Start Given text

What makes a performance real?

I had the privilege of pondering that question a lot last evening as I took in a performance of Frank McGuinnes’ Someone Who’ll Watch Over Me at the Penang Performing Arts Centre.

The intimate theater setting had me sitting literally four feet from the three talented performers who were chained to the floor held captive in a Lebanese jail cell.

It made no difference that there were no walls.  The actors created the walls – impregnable walls that held the actors inside – yet invisible walls which enabled the audience to see the sweat dripping from their face, see their hands shaking in fear, see their brows curl up in anguish, see the spit flying from their mouth as they yelled at each other defending their soul against the taunts of their cell mates who tried to lay bare the last human emotions pent up inside.  The actors spent every last ounce of their being defending their honor, trying to make sense of the senseless, and just passing the time with vapid memories which ended up serving as painful reminders of the captivity.

End Given text
Start Data excerpts

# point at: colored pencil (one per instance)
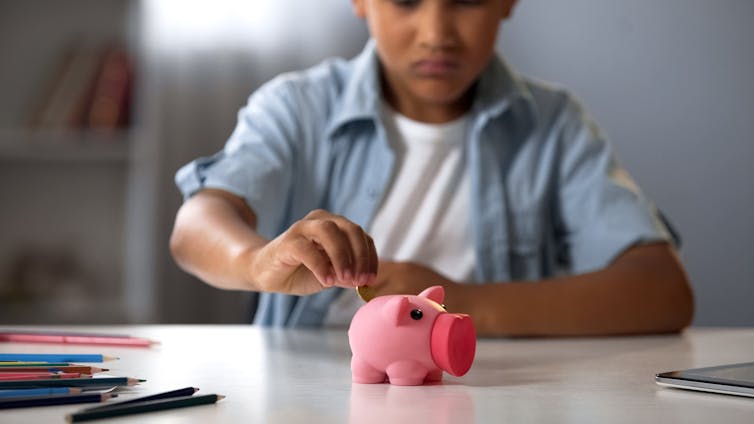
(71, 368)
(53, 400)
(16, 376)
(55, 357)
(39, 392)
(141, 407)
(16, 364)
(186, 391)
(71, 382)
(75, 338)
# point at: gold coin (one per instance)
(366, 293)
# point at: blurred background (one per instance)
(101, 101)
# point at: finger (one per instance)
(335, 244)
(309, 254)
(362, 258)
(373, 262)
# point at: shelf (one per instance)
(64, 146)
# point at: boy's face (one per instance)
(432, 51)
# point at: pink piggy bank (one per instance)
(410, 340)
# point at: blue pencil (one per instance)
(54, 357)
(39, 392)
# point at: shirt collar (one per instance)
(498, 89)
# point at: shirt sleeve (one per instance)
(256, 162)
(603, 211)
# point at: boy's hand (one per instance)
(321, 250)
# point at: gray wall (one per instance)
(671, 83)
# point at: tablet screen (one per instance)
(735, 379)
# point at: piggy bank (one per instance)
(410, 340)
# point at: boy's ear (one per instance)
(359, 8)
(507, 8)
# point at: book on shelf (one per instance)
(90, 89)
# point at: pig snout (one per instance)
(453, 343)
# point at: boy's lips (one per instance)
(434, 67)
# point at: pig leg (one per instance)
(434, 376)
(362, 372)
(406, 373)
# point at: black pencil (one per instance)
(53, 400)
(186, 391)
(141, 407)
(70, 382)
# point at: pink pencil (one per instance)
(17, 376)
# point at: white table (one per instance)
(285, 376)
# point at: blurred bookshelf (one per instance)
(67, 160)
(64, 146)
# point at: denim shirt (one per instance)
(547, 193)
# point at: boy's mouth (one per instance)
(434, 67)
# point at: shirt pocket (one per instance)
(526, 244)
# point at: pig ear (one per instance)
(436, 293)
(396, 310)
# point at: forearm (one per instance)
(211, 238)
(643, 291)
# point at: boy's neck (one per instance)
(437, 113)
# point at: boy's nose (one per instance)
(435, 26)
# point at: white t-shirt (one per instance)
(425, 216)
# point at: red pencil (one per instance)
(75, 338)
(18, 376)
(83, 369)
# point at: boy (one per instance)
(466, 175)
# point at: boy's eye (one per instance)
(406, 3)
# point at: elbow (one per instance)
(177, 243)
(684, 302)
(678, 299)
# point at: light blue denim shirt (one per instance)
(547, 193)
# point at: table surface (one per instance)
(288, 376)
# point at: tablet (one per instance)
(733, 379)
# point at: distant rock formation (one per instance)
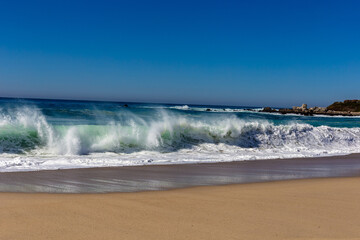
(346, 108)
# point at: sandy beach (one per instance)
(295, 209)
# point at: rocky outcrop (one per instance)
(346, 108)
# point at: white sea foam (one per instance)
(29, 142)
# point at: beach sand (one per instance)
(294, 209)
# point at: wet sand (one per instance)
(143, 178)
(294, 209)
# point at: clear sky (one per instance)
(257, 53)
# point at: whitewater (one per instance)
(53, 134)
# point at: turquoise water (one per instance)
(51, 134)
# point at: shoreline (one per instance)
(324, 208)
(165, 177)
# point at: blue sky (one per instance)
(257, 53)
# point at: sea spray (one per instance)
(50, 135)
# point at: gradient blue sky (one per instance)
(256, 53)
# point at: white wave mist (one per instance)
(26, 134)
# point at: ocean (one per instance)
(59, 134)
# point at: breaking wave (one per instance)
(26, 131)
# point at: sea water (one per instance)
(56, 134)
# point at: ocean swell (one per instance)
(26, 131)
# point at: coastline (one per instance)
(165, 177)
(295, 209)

End Data excerpts

Set problem A
List every sight the theater review says the invisible walls let the audience see.
Set problem B
Answer these questions using the theater review:
(i) At what venue was the play performed?
(ii) How far was the writer sitting from the performers?
(iii) Where were the performers held captive in the play?
Set problem C
Pick up the theater review after its last sentence and keep writing it.
The entries come from a different source than the theater review.

Response A
the sweat dripping from their face
their hands shaking in fear
their brows curl up in anguish
the spit flying from their mouth as they yelled at each other

Response B
(i) The Penang Performing Arts Centre.
(ii) Literally four feet.
(iii) In a Lebanese jail cell.

Response C
It was a powerful, moving night of drama.

While this show ended its run today, the three talented actors will be back next month for the comedy The Compleat Wrks of Wllm Shkspeare (Abridged).

Anyone who can appreciate the art and dedication it takes for an actor to be real on the stage, owes it to yourself to see this upcoming show.

If the intensity is anything like last night, it will move you.